SET EXERCISE — Without including any pictures, write out the listing below exactly.

PROVIDED ENTRIES —
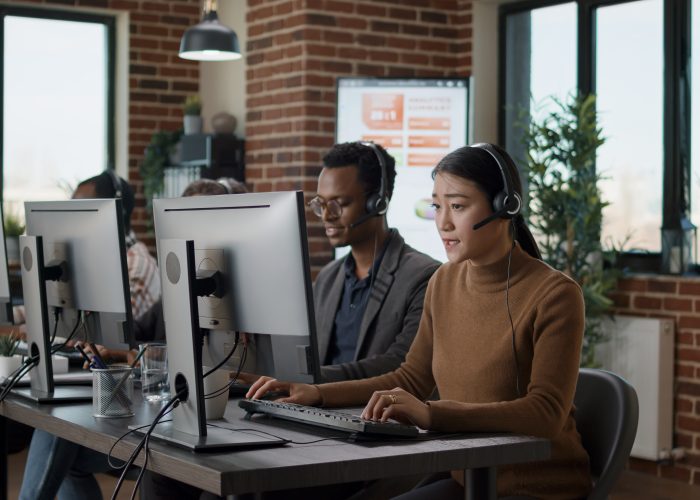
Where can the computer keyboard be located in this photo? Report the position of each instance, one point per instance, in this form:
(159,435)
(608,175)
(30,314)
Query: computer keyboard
(332,419)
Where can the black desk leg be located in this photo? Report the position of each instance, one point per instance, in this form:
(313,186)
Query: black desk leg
(480,484)
(3,458)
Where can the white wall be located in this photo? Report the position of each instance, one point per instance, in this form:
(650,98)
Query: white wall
(485,69)
(222,84)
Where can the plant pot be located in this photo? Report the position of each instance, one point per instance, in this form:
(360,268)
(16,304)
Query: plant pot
(12,246)
(192,124)
(9,364)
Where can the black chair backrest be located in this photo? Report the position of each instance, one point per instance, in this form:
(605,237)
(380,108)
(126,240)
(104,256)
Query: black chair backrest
(607,412)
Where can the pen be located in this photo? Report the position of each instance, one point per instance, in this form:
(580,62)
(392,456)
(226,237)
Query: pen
(96,357)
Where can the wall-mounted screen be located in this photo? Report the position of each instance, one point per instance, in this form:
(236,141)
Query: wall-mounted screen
(418,121)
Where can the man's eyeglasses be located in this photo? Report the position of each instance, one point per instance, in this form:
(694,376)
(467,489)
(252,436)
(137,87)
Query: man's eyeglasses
(317,205)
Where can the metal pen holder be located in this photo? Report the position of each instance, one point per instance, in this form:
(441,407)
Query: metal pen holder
(112,392)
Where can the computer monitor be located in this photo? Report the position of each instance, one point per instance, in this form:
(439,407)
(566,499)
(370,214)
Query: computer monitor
(5,296)
(233,262)
(73,260)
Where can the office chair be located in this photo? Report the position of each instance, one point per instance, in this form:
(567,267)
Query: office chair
(607,412)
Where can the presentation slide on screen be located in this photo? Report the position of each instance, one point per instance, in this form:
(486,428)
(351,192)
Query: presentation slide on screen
(418,121)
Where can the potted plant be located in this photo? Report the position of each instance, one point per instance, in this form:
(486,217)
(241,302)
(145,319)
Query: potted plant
(13,228)
(566,208)
(156,157)
(192,109)
(9,361)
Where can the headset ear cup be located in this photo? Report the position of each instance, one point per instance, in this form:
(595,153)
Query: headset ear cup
(499,201)
(372,203)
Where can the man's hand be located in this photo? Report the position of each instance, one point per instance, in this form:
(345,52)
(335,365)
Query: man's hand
(303,394)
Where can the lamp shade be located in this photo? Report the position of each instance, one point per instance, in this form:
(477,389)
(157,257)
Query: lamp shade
(210,41)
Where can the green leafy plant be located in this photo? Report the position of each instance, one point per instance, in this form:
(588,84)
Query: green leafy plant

TASK ANSWER —
Where can the computer keyboard be located in this photo? Report the position of each instance, one point per instance, in this form:
(159,435)
(608,175)
(30,314)
Query: computer keyboard
(332,419)
Where can the black desk leg be located in this photo? Report the position of each instance, one point per instance, in this form:
(313,186)
Query: black desk leg
(480,484)
(3,458)
Where can the white wall be located in this photo? Report the position of each instance, one point per instance, in this form:
(650,98)
Query: white wall
(485,69)
(222,84)
Where can the plant pot be located in this photo? Report the position of each instance, one point per instance, in this form:
(360,268)
(16,304)
Query: plant pot
(12,246)
(192,124)
(9,364)
Where can the black chair backrest be located in this photo? Report the position of each instance, one point per instance, in this form:
(605,237)
(380,108)
(126,240)
(104,256)
Query: black chair backrest
(607,412)
Where can the pen be located in this photo? Report the position of each instance, one point per instance, in this form:
(580,62)
(392,456)
(226,237)
Query: pen
(96,357)
Where can the wall-mounted screen be located in this photo? Report the position of each instance, one point per instance, in this form:
(236,141)
Query: wall-mounted screen
(418,121)
Where can the man's eyeglasses be located in this photo? Report the position of each instance, one point per instance, in this form:
(694,376)
(467,489)
(252,436)
(137,87)
Query: man's eyeglasses
(317,205)
Where can the metal pen holder be located in this photo? Report the position of each instance, one point per instance, in this form:
(441,407)
Query: metal pen holder
(112,392)
Where can the computer monitor be located in this photo? Report the position of each instance, one point per instance, in this form:
(439,407)
(566,499)
(370,214)
Query: computer monitor
(5,296)
(233,262)
(73,260)
Where can the office chair be located in this photo? Report the position of each instance, one point per instance, in this form:
(567,267)
Query: office chair
(607,412)
Where can the presentation slide on screen be located in this photo? Report the position of each instance, one point per instance, in this form:
(486,428)
(351,192)
Query: presentation slide on screen
(418,121)
Where can the potted plant be located in this photo? Report the position of each instance, one point per instance, in this form:
(486,217)
(241,302)
(145,319)
Query: potted plant
(13,228)
(566,208)
(156,157)
(192,109)
(9,361)
Where can the headset ear cup be located in this photo? Report the position of each instance, one point per instance, in this form:
(595,153)
Query: headset ear cup
(499,201)
(372,203)
Where can the man's hand be located in this photo? Report the position of each instance, one point per instance, in this form:
(345,52)
(335,365)
Query: man's hand
(303,394)
Where can the lamp shade be located in this photo? Report the position of each instance, one point per instance, in this form:
(477,389)
(157,257)
Query: lamp shade
(210,41)
Where can the green leafy plant be located in this photo? Report the position of each instance, one point per instance, in this form:
(588,84)
Query: green leafy plant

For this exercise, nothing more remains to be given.